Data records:
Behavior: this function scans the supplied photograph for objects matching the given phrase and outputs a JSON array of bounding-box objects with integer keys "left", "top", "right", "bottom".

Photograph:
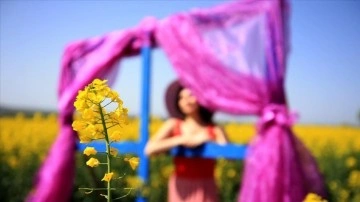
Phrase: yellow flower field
[{"left": 0, "top": 113, "right": 360, "bottom": 201}]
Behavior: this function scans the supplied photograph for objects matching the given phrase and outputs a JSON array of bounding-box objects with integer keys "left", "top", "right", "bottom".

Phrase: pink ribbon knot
[{"left": 259, "top": 104, "right": 298, "bottom": 128}]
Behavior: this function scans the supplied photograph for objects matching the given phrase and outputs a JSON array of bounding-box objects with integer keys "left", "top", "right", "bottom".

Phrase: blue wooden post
[{"left": 136, "top": 41, "right": 151, "bottom": 202}]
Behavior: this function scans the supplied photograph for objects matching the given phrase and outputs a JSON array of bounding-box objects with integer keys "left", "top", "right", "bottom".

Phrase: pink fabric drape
[{"left": 28, "top": 0, "right": 325, "bottom": 202}]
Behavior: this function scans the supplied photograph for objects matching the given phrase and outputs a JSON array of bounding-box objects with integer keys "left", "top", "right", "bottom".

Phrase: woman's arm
[{"left": 145, "top": 119, "right": 182, "bottom": 156}]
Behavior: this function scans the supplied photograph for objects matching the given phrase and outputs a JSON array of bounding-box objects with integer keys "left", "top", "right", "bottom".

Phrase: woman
[{"left": 145, "top": 81, "right": 228, "bottom": 202}]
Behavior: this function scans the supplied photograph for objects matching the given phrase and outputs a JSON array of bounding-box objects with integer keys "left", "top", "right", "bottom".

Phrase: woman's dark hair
[{"left": 165, "top": 80, "right": 214, "bottom": 124}]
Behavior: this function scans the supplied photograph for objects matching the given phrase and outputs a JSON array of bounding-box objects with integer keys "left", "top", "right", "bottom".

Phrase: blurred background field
[{"left": 0, "top": 111, "right": 360, "bottom": 202}]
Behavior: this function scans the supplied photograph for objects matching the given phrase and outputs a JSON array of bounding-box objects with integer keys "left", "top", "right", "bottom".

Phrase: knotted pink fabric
[{"left": 28, "top": 0, "right": 324, "bottom": 202}]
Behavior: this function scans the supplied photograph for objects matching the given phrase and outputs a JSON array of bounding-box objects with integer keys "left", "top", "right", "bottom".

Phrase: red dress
[{"left": 168, "top": 121, "right": 218, "bottom": 202}]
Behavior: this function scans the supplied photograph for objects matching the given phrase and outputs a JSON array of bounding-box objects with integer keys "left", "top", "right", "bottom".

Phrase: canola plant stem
[{"left": 99, "top": 104, "right": 111, "bottom": 202}]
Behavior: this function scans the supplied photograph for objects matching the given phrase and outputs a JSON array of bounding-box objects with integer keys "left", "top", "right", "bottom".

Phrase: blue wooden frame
[{"left": 78, "top": 45, "right": 247, "bottom": 202}]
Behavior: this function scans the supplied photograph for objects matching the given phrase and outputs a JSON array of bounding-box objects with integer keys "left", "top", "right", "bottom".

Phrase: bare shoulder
[
  {"left": 163, "top": 118, "right": 179, "bottom": 127},
  {"left": 214, "top": 125, "right": 229, "bottom": 144}
]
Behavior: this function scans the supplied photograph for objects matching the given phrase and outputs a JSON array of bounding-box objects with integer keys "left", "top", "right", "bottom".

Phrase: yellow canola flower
[
  {"left": 303, "top": 193, "right": 327, "bottom": 202},
  {"left": 72, "top": 120, "right": 88, "bottom": 131},
  {"left": 110, "top": 147, "right": 119, "bottom": 157},
  {"left": 124, "top": 157, "right": 139, "bottom": 170},
  {"left": 86, "top": 158, "right": 100, "bottom": 167},
  {"left": 109, "top": 130, "right": 121, "bottom": 142},
  {"left": 345, "top": 156, "right": 356, "bottom": 168},
  {"left": 101, "top": 172, "right": 114, "bottom": 182},
  {"left": 84, "top": 147, "right": 97, "bottom": 156},
  {"left": 348, "top": 170, "right": 360, "bottom": 189}
]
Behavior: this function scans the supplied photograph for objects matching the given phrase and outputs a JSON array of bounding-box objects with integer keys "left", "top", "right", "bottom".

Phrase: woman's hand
[{"left": 181, "top": 133, "right": 210, "bottom": 148}]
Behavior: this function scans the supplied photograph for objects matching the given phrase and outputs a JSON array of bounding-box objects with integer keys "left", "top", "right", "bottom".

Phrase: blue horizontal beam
[{"left": 78, "top": 141, "right": 247, "bottom": 159}]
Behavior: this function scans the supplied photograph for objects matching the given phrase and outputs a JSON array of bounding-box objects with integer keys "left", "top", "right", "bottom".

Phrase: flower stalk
[{"left": 72, "top": 79, "right": 139, "bottom": 202}]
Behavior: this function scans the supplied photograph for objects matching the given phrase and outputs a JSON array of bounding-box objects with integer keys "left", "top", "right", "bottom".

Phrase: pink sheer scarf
[{"left": 28, "top": 0, "right": 325, "bottom": 202}]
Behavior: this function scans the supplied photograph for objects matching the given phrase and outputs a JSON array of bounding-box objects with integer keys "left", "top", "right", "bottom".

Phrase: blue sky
[{"left": 0, "top": 0, "right": 360, "bottom": 124}]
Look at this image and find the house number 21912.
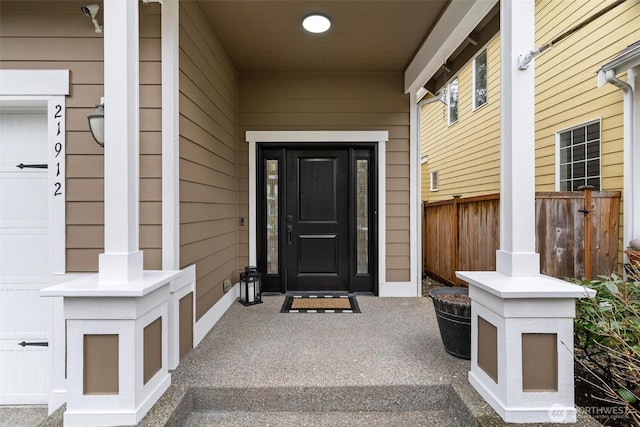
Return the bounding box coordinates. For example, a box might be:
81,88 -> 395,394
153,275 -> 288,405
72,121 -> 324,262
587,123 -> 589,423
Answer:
53,104 -> 64,197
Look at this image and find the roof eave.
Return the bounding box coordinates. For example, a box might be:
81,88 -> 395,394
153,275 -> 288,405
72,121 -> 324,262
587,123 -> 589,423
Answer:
598,41 -> 640,87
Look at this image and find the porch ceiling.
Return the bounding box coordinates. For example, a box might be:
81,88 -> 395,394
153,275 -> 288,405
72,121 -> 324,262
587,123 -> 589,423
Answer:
198,0 -> 449,72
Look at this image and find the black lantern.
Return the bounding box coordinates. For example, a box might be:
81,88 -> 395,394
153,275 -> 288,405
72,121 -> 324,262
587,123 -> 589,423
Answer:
240,266 -> 262,305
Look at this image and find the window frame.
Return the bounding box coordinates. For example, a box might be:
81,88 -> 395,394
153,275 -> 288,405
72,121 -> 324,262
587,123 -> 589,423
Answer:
429,170 -> 440,191
555,117 -> 602,191
446,76 -> 460,126
471,47 -> 489,111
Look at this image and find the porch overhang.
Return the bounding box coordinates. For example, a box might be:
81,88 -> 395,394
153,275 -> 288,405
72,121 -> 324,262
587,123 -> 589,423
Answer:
404,0 -> 498,94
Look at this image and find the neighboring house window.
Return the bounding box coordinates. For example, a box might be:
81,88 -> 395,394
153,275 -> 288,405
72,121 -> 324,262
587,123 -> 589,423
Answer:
558,120 -> 600,191
431,171 -> 440,191
447,78 -> 458,125
473,49 -> 487,110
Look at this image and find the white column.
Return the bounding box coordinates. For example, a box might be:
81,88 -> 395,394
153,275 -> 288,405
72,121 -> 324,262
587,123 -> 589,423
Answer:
162,0 -> 180,270
99,0 -> 142,283
409,92 -> 422,297
496,0 -> 540,277
624,66 -> 640,247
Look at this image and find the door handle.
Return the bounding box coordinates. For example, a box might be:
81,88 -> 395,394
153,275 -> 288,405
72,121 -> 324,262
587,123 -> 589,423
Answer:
16,163 -> 49,169
287,215 -> 293,245
18,341 -> 49,347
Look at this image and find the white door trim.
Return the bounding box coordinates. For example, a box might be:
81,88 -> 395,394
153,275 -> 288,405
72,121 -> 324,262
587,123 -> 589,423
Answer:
0,70 -> 69,413
0,70 -> 69,275
245,131 -> 389,295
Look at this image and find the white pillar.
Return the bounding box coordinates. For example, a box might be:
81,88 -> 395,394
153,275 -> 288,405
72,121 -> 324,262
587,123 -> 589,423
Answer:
456,0 -> 595,423
161,0 -> 180,270
99,0 -> 142,283
623,66 -> 640,247
496,0 -> 540,277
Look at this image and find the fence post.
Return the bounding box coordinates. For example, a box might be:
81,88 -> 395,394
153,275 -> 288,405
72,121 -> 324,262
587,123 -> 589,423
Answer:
578,185 -> 594,280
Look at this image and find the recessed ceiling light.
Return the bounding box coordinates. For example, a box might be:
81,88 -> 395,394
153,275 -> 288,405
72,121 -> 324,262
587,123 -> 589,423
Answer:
302,13 -> 331,34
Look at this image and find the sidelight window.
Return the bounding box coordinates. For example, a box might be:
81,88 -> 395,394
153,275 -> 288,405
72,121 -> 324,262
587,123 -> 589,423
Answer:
356,159 -> 369,274
265,160 -> 278,274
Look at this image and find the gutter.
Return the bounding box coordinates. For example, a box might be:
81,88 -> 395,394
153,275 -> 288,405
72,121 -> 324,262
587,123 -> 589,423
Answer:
417,88 -> 444,165
598,69 -> 640,262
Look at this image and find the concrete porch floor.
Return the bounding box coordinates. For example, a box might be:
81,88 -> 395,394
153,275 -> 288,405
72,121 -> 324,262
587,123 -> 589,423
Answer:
0,296 -> 599,426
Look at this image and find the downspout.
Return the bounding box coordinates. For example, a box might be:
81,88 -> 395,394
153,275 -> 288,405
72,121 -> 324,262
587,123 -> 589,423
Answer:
416,89 -> 443,282
604,70 -> 640,262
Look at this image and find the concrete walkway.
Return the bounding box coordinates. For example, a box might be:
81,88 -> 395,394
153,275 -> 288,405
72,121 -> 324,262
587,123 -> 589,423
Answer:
0,296 -> 598,426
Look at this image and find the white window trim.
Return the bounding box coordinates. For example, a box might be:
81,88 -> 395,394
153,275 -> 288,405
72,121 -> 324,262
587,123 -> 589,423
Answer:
471,46 -> 489,111
555,117 -> 602,191
429,170 -> 440,191
445,76 -> 460,126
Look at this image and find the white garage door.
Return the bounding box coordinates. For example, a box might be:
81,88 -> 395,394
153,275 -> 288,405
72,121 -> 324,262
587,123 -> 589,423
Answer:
0,109 -> 51,404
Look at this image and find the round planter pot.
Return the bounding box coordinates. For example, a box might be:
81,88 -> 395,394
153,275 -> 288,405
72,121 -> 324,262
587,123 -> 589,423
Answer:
429,288 -> 471,360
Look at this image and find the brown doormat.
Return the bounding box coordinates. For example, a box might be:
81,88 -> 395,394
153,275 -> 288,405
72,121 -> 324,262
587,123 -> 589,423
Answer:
280,295 -> 360,313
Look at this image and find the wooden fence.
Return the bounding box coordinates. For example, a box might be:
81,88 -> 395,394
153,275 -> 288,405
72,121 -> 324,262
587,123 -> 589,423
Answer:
422,190 -> 620,285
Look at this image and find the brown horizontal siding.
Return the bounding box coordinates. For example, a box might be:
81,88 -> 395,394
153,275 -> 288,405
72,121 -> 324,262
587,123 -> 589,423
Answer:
238,73 -> 410,281
179,2 -> 237,319
0,1 -> 162,272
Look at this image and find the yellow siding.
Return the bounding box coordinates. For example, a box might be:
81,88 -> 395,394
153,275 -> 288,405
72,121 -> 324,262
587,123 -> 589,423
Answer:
238,73 -> 410,281
0,0 -> 162,272
536,0 -> 640,268
180,2 -> 238,319
420,36 -> 500,201
421,0 -> 640,268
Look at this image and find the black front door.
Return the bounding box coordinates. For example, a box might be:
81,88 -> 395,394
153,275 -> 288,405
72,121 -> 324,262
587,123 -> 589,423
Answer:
285,149 -> 349,291
257,144 -> 377,293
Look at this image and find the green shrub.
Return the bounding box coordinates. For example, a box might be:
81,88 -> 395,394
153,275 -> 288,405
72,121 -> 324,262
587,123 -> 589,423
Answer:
574,272 -> 640,425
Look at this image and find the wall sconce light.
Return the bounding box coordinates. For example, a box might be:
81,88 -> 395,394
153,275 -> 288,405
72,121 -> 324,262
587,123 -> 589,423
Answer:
87,104 -> 104,147
80,4 -> 102,33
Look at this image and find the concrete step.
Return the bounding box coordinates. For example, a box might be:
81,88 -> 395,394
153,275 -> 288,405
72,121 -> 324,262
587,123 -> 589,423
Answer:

» Written request
Render the lines of the items above, from the one containing "Look at this image and find the door handle." through the one containing "18,341 -> 49,347", inclusive, as a Markdown table with the columns "Number" and "Content". Give one row per nonblank line and include no other lines.

» Worked answer
| Number | Content |
|---|---|
| 1 | Look at this image and find the door handle. |
| 2 | Return the bounding box coordinates. For example, a box might be: |
| 3 | 81,88 -> 395,394 |
| 4 | 153,275 -> 288,405 |
| 5 | 72,121 -> 324,262 |
| 6 | 587,123 -> 589,423 |
| 7 | Answer: |
| 8 | 16,163 -> 49,169 |
| 9 | 287,215 -> 293,245 |
| 10 | 18,341 -> 49,347 |